◆ **GOAL**: Collect every line of the material below that contains the string "head", matching case exactly.

◆ **DATA ENTRIES**:

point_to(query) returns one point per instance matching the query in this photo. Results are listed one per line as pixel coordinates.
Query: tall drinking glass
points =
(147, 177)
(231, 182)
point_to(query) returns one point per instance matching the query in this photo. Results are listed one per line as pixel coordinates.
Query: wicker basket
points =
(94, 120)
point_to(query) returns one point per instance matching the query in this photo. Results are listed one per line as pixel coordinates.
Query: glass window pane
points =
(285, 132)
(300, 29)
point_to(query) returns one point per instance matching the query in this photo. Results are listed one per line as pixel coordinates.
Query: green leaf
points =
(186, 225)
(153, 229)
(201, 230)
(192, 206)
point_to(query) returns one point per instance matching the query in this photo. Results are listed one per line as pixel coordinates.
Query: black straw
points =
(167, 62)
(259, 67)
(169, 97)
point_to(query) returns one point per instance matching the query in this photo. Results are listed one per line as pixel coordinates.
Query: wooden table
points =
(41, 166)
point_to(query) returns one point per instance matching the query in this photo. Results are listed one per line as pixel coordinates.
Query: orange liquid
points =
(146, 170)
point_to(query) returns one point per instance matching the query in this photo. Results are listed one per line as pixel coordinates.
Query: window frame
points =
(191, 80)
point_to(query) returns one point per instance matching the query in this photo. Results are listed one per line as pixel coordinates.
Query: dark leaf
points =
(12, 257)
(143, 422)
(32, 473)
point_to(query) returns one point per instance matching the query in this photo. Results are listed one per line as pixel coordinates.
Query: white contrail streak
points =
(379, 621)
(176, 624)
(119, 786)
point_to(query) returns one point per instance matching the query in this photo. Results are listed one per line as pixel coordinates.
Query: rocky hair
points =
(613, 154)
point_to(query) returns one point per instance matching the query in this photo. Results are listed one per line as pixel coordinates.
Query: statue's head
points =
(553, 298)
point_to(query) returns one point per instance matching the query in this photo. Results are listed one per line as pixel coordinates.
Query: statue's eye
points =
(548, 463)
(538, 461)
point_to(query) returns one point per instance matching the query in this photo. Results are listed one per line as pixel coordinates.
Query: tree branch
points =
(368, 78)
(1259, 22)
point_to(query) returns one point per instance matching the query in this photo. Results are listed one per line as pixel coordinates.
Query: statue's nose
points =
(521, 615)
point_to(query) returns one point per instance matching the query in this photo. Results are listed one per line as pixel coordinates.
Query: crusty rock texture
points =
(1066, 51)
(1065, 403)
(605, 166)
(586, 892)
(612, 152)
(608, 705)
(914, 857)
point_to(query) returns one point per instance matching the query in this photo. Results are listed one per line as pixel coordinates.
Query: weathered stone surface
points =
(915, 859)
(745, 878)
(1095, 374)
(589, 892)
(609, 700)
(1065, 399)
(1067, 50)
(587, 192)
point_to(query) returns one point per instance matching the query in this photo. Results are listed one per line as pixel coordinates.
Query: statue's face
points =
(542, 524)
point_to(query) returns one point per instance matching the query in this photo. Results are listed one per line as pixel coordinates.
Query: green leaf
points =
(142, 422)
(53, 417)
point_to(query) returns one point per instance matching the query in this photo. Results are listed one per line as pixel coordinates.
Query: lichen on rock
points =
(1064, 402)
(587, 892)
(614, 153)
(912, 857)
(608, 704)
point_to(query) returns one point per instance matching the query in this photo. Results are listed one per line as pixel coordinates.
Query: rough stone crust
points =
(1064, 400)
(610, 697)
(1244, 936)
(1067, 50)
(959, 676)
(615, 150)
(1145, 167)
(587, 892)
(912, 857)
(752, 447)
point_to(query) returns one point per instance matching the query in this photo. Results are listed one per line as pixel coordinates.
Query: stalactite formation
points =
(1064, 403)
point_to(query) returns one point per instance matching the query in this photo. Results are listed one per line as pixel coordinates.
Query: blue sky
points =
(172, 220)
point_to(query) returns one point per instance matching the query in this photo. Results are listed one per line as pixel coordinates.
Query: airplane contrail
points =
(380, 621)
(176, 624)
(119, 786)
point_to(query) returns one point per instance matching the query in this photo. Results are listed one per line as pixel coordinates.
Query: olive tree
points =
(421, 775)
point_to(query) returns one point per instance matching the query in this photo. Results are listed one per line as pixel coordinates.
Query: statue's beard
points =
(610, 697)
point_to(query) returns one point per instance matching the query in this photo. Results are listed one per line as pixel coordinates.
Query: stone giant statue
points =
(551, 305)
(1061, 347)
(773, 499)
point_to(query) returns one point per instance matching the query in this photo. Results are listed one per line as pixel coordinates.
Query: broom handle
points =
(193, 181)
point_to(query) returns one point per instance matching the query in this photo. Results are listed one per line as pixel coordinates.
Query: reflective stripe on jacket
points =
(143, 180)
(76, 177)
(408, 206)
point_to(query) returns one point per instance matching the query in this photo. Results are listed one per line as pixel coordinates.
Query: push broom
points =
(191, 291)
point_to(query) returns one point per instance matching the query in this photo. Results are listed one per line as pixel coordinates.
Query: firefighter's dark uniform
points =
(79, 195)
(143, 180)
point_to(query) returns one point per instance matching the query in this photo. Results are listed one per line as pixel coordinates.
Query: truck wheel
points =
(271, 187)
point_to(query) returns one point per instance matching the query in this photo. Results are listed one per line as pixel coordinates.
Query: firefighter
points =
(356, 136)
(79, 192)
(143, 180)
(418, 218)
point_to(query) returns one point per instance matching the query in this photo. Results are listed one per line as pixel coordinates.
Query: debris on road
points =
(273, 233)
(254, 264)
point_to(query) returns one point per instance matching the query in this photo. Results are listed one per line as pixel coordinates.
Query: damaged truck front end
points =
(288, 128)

...

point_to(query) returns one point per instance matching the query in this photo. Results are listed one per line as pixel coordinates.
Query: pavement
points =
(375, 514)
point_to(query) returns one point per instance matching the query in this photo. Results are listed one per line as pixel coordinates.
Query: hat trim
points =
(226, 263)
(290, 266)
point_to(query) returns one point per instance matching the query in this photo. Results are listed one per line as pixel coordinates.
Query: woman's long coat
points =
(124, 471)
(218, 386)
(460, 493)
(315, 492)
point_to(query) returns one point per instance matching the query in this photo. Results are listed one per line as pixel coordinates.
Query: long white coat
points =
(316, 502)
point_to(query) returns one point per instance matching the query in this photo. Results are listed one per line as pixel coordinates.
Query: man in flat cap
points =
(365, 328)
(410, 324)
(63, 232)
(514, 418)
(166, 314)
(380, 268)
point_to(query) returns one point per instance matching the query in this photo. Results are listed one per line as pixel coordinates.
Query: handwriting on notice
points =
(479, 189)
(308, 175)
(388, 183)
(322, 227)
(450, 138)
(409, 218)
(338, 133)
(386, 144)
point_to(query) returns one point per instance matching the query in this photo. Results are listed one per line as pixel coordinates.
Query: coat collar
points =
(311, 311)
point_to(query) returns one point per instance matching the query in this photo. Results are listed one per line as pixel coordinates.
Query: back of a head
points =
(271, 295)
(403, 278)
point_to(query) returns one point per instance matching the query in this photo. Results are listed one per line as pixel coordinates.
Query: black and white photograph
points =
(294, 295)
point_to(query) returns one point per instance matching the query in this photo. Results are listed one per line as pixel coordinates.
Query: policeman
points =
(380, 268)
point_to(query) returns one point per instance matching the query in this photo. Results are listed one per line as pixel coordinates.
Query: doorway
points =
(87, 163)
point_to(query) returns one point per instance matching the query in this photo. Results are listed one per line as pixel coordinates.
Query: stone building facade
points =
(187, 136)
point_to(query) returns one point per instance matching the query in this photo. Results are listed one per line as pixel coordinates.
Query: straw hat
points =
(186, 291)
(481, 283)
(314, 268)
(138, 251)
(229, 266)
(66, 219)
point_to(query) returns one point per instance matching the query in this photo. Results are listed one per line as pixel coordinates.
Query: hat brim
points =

◆ **RESPONSE TO THE EXERCISE**:
Query: statue's head
Query: back of a head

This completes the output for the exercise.